# Retaining superbills, financial documentation, EOB



## ksanthony (Dec 17, 2010)

How long do medical financial records (superbills, encounter forms, EOB's) have to be retained for in Alabama?


----------



## btadlock1 (Dec 17, 2010)

Many insurers require you to keep them for 7 years. We just got an electronic database for our EOB's, and it's making storage a LOT simpler.


----------



## jthweatt (Dec 17, 2010)

From MAG Mutual - 
http://www.magmutual.com/risk/FAQ-answer1.html

In general, medical records should be maintained for the period of time as may be necessary to treat the patient. Specifically how long records must be kept is determined by the type of the record and certain state or federal legal requirements. The issue of how long medical records should be retained is a difficult issue to answer definitively. Under the Alabama Medical Liability Act, professional liability claims are barred after four (4) years. Thus, from a risk management perspective, physicians should maintain patient records for a minimum of four (4) years and preferably for at least six (6) years. However, depending upon the nature of services provided by the physician, inquiry should regularly be made with the appropriate state and/or federal regulatory authorities. Indeed, this is a constantly changing area in which at least an annual inquiry with applicable state and/or federal regulators is well advised. For example, as to hospital records, the Alabama Department of Health revised its mandate for record retention from twenty-two (22) years to five (5) years. On the other hand, the American Hospital Association currently recommends that hospital records be maintained for a period of ten (10) years. Physicians who provide Medicare treatment should inquire as to the current provisions regarding record retention by Medicare as a part of its Conditions of Participation. Generally, such records must be retained five (5) years. Also, those physicians who treat children should retain records for their patients for at least four (4) and preferably six (6) years after the patient reaches the age of majority. Immunization records must always be retained. Based upon the current guidelines and practices, the chart below provides suggested record retention policies.

* Extracted data:
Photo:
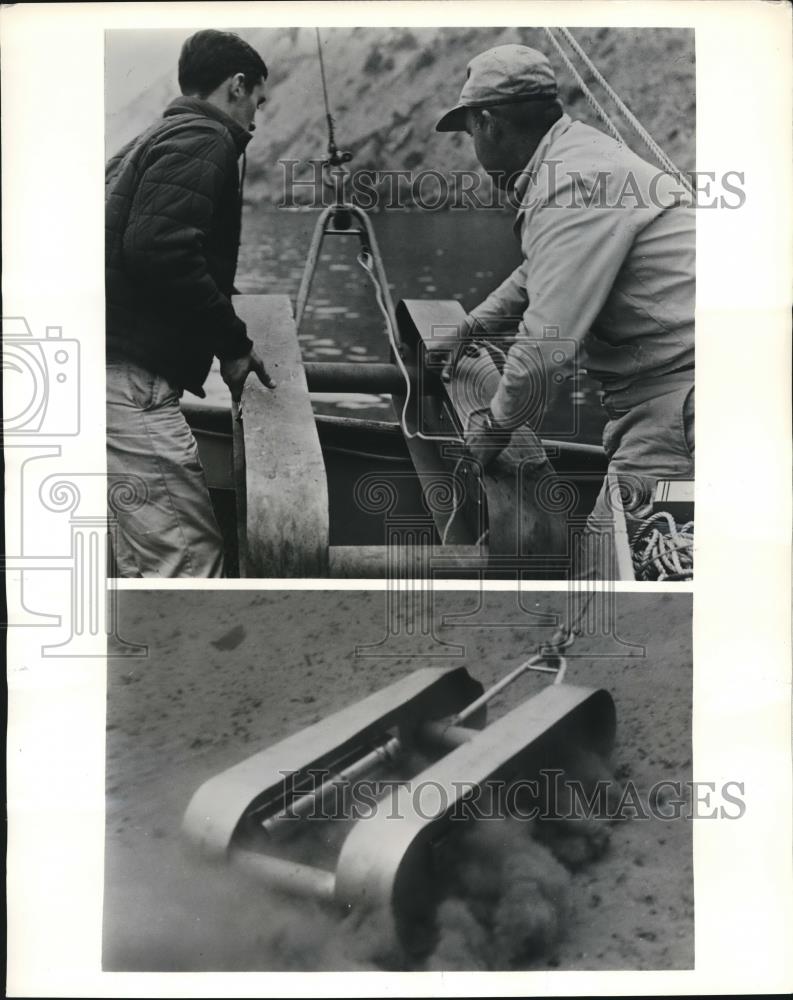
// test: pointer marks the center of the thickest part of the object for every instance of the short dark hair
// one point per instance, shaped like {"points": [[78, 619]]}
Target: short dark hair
{"points": [[209, 57], [529, 116]]}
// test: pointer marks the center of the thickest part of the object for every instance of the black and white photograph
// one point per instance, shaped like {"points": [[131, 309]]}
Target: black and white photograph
{"points": [[354, 641], [297, 782], [369, 289]]}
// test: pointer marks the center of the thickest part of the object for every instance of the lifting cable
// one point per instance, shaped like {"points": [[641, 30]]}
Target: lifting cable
{"points": [[366, 261]]}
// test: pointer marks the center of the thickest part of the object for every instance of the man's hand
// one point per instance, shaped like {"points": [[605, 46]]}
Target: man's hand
{"points": [[466, 331], [235, 371], [484, 438]]}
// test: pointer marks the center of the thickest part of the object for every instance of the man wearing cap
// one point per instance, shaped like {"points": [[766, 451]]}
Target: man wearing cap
{"points": [[608, 262]]}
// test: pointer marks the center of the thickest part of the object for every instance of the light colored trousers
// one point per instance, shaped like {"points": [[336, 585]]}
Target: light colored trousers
{"points": [[650, 440], [170, 530]]}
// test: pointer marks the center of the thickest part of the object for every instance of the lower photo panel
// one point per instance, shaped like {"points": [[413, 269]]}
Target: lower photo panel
{"points": [[399, 780]]}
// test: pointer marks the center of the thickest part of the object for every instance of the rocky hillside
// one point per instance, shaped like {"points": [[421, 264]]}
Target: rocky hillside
{"points": [[388, 87]]}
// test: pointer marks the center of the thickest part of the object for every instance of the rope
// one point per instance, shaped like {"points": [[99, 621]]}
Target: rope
{"points": [[612, 128], [366, 262], [663, 550], [626, 112]]}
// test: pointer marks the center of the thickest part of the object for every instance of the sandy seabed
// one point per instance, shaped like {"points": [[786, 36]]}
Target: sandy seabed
{"points": [[229, 673]]}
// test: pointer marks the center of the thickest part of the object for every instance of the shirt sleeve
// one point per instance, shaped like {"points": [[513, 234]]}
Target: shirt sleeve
{"points": [[164, 243], [573, 254], [502, 310]]}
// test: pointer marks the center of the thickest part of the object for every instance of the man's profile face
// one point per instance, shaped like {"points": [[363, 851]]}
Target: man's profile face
{"points": [[487, 145], [243, 106]]}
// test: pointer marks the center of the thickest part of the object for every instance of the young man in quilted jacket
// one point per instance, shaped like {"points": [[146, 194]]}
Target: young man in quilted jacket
{"points": [[172, 230], [608, 264]]}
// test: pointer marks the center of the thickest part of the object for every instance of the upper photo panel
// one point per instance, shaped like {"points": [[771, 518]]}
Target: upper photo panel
{"points": [[401, 302]]}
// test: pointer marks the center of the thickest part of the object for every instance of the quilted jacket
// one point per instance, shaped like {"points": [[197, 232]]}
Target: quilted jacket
{"points": [[172, 233]]}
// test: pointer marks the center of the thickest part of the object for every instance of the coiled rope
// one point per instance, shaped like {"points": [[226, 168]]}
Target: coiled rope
{"points": [[662, 549]]}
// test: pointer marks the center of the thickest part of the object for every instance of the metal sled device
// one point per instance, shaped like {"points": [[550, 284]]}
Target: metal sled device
{"points": [[256, 814]]}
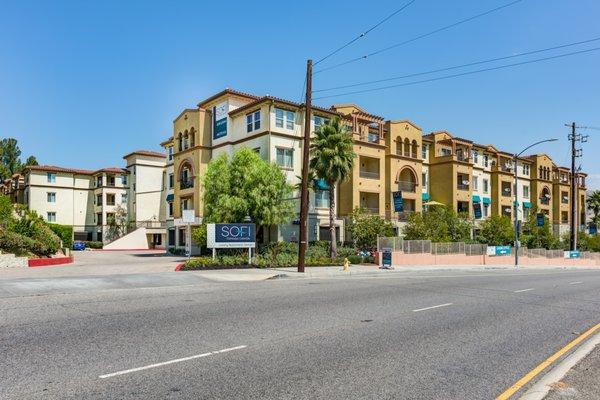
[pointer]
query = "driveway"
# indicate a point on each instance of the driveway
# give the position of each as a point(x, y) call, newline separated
point(101, 263)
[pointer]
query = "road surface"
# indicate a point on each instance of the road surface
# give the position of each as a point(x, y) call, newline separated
point(436, 335)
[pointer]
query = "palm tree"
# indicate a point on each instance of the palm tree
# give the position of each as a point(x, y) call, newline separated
point(593, 203)
point(332, 160)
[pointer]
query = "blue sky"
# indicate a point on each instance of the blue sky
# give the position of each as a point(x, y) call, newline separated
point(83, 83)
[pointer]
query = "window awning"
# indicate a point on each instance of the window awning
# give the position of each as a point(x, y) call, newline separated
point(320, 184)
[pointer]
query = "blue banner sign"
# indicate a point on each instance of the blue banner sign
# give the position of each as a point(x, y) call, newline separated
point(502, 250)
point(398, 202)
point(541, 219)
point(230, 235)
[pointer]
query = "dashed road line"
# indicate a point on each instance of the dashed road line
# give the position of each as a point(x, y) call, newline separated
point(523, 290)
point(432, 307)
point(178, 360)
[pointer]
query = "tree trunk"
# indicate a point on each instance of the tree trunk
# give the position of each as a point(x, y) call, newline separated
point(333, 245)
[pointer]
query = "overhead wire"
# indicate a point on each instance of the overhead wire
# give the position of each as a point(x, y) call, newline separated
point(352, 60)
point(461, 74)
point(456, 66)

* Tasks to complete:
[1] Under the Alabama Medical Liability Act, as quoted in the record-retention thread, how many years pass before professional liability claims are barred?
[2] Recast the paragraph of the record-retention thread that begins "In general, medical records should be maintained" as a short bulleted list that keeps its main facts.
[3] Carry the record-retention thread forward from its last sentence.

* Answers:
[1] Four years.

[2]
- Medical records should generally be kept as long as needed to treat the patient. The exact period depends on the type of record and on state or federal law.
- Under the Alabama Medical Liability Act, professional liability claims are barred after four years. Physicians should therefore keep records for at least four years and preferably at least six.
- The rules change often, so physicians should check with state and/or federal regulators at least once a year.
- The Alabama Department of Health cut its retention mandate for hospital records from twenty-two years to five. The American Hospital Association recommends ten years.
- Physicians who provide Medicare treatment should check Medicare's Conditions of Participation. Those records generally must be kept five years.
- Physicians who treat children should keep records for at least four years, and preferably six, after the patient reaches the age of majority.
- Immunization records must always be kept.
- A chart of suggested retention policies follows the paragraph.

[3]
All Hospital Records 
 6 years after discharge 

Hospital records of patient with multiple admissions 
 6 years after most recent discharge 

Hospital records of minor patient at time of discharge 
 Until patient reaches 24 years of age 

General medical office records 
 10 years after last visit or discharge 

Medical office records of minors 
 10 years after last visit or discharge 

X-rays 
 10 years after last visit or discharge and/or as long as the medical record 

*Superbills 
 Contact accountant regarding retention for tax purposes. Any medical information documented on the superbill should be documented in the record as well. If information documented on the superbill is not included in the medical record, then the superbills would need to be retained as long as the medical record*. 

Office records for deceased patients 
 Minimum of 10 years 

Immunization 
 Indefinitely 

Medicare/Medicaid 
 10 years after last visit or discharge 


Medical Records should be kept indefinitely for the following situations: 

When there is a less than desirable outcome; 
When patients are unhappy with results; and 
Anytime a patient threatens or files a lawsuit.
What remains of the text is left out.